TEXT:
Syllabus for CS6787

Advanced Machine Learning Systems — Fall 2021

TermFall 2021InstructorChristopher De Sa
RoomPhillips Hall 219E-mail[email hidden]
ScheduleMW 7:30pm – 8:45pmOffice hoursW 2:00pm – 3:00pm
ForumEd DiscussionOfficeGates 450

So you've taken a machine learning class. You know the models people use to solve their problems. You know the algorithms they use for learning. You know how to evaluate the quality of their solutions.

But when we look at a large-scale machine learning application that is deployed in practice, it's not always exactly what you learned in class. Sure, the basic models, the basic algorithms are all there. But they're modified a bit, in a bunch of different ways, to run faster and more efficiently. And these modifications are really important—they often are what make the system tractable to run on the data it needs to process.

CS6787 is a graduate-level introduction to these system-focused aspects of machine learning, covering guiding principles and commonly used techniques for scaling up learning to large data sets. Informally, we will cover the techniques that lie between a standard machine learning course and an efficient systems implementation: both statistical/optimization techniques based on improving the convergence rate of learning algorithms and techniques that improve performance by leveraging the capabilities of the underlying hardware. Topics will include stochastic gradient descent, acceleration, variance reduction, methods for choosing hyperparameters, parallelization within a chip and across a cluster, popular ML frameworks, and innovations in hardware architectures. An open-ended project in which students apply these techniques is a major part of the course.

Prerequisites: Knowledge of machine learning at the level of CS4780. If you are an undergraduate, you should have taken CS4780 or an equivalent course, since it is a prerequisite. Knowledge of computer systems and hardware on the level of CS 3410 is recommended, but this is not a prerequisite.

RECORD LIST:
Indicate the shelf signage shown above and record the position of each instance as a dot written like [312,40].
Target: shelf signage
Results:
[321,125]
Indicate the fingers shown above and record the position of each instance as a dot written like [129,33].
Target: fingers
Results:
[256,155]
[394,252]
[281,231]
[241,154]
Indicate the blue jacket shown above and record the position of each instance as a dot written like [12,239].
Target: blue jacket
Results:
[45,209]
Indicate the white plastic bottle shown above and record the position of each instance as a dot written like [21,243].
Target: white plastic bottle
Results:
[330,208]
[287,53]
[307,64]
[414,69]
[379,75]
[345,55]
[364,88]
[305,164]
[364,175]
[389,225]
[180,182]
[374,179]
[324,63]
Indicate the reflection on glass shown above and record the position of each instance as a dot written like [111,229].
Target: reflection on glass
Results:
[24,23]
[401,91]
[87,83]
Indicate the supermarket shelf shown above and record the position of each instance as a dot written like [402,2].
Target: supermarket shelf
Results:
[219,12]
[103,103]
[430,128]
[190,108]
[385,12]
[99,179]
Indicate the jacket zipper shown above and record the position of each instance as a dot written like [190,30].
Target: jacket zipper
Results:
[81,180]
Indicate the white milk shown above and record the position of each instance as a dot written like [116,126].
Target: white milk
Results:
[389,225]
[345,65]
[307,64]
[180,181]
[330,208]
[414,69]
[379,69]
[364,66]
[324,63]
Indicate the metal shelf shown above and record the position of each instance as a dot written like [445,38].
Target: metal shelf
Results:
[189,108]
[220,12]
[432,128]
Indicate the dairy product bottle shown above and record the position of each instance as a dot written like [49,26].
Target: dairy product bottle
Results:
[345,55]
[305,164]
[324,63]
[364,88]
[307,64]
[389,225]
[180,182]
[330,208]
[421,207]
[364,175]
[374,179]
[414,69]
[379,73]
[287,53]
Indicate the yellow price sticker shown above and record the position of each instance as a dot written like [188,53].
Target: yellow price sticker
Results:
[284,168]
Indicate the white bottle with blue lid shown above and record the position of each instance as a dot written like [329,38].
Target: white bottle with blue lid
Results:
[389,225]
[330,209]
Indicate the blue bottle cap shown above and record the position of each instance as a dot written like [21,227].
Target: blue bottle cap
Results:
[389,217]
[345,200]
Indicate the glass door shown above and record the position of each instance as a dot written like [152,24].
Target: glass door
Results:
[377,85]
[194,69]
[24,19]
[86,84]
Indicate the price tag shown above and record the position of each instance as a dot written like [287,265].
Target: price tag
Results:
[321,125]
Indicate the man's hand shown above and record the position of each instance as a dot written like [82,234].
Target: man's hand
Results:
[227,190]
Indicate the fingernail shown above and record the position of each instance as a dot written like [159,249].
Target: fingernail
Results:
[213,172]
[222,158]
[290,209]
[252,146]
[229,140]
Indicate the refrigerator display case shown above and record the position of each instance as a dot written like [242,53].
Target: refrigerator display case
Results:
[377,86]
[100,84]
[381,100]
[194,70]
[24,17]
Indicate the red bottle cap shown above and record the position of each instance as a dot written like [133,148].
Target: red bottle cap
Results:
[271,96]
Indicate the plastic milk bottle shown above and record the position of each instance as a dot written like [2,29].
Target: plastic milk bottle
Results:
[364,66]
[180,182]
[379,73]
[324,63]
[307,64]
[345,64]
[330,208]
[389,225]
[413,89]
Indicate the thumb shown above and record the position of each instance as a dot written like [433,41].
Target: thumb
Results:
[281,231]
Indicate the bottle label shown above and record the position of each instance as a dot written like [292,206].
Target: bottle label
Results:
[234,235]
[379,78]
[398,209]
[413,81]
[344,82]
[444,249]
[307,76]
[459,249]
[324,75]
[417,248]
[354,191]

WRITTEN EXERCISE: From the course syllabus, extract the passage that begins at the words "Syllabus for CS6787" and stops after "needs to process.".

RESPONSE FOR THIS EXERCISE:
Syllabus for CS6787

Advanced Machine Learning Systems — Fall 2021

TermFall 2021InstructorChristopher De Sa
RoomPhillips Hall 219E-mail[email hidden]
ScheduleMW 7:30pm – 8:45pmOffice hoursW 2:00pm – 3:00pm
ForumEd DiscussionOfficeGates 450

So you've taken a machine learning class. You know the models people use to solve their problems. You know the algorithms they use for learning. You know how to evaluate the quality of their solutions.

But when we look at a large-scale machine learning application that is deployed in practice, it's not always exactly what you learned in class. Sure, the basic models, the basic algorithms are all there. But they're modified a bit, in a bunch of different ways, to run faster and more efficiently. And these modifications are really important—they often are what make the system tractable to run on the data it needs to process.